■ EXERCISE REQUIREMENTS:
The required lines are those that contain "appreciated"; pull them out of the data and copy them.

Start of INPUT

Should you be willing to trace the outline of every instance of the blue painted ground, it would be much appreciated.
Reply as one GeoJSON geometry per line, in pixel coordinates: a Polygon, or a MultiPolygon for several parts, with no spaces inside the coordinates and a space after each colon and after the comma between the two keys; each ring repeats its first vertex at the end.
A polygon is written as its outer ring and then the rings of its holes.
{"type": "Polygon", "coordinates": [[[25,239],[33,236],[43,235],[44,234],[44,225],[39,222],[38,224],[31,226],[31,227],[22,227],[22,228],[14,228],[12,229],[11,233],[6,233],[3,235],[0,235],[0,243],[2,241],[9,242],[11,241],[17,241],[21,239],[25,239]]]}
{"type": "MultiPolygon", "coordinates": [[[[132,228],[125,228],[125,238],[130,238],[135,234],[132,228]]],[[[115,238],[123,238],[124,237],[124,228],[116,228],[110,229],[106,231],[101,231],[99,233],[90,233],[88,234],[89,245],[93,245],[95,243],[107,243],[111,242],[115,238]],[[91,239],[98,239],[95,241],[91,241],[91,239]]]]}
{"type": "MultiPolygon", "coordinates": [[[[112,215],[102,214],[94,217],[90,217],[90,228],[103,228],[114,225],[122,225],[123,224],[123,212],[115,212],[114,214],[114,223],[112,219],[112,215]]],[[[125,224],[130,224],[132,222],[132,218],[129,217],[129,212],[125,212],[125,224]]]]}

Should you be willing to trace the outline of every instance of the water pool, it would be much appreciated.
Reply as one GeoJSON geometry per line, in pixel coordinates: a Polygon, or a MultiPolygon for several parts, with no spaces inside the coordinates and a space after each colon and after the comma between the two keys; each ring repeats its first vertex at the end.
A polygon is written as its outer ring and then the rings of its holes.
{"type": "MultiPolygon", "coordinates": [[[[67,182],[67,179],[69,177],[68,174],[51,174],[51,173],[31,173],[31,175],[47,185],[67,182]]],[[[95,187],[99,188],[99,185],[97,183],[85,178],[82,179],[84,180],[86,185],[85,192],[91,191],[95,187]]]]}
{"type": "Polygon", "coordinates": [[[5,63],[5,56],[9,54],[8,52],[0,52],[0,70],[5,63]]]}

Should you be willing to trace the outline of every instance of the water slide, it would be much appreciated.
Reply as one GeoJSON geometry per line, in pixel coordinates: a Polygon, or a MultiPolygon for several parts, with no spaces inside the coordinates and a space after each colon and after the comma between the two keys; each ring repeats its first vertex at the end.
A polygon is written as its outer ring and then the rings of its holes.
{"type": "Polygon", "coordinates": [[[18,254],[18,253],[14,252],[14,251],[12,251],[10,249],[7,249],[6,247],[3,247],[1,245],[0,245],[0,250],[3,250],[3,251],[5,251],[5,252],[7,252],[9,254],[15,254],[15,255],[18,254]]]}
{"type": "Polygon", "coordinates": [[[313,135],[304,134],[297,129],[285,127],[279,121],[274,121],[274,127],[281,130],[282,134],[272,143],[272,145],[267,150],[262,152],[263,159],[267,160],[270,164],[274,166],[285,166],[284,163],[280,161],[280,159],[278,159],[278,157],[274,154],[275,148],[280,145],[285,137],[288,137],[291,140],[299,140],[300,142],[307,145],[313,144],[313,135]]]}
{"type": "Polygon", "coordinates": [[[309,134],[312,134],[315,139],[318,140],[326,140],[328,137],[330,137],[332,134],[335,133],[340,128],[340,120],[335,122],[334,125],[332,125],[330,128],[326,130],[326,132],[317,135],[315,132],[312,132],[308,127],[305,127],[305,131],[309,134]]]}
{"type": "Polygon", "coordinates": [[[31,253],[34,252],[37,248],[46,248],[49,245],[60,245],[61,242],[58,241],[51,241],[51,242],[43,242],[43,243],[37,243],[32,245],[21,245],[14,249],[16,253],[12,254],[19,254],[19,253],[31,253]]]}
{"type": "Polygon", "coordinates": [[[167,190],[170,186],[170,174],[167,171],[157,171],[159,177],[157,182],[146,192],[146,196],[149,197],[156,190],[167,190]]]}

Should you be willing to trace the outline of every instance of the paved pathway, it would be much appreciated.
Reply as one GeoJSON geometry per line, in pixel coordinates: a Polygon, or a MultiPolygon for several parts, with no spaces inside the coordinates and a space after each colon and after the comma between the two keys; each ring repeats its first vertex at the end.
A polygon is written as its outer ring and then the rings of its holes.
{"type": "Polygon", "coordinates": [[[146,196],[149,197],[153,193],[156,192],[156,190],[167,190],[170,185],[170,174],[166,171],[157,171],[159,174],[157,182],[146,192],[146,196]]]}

End of INPUT

■ RESULT OF THIS EXERCISE:
Should you be willing to trace the outline of every instance of the blue painted ground, it would be much appreciated.
Should you be willing to trace the outline of every instance of the water pool, it would be much appreciated.
Should you be willing to trace the outline of every instance of the water slide, it would be much appreciated.
Should you be willing to trace the outline of every instance of the paved pathway, it would be much appreciated.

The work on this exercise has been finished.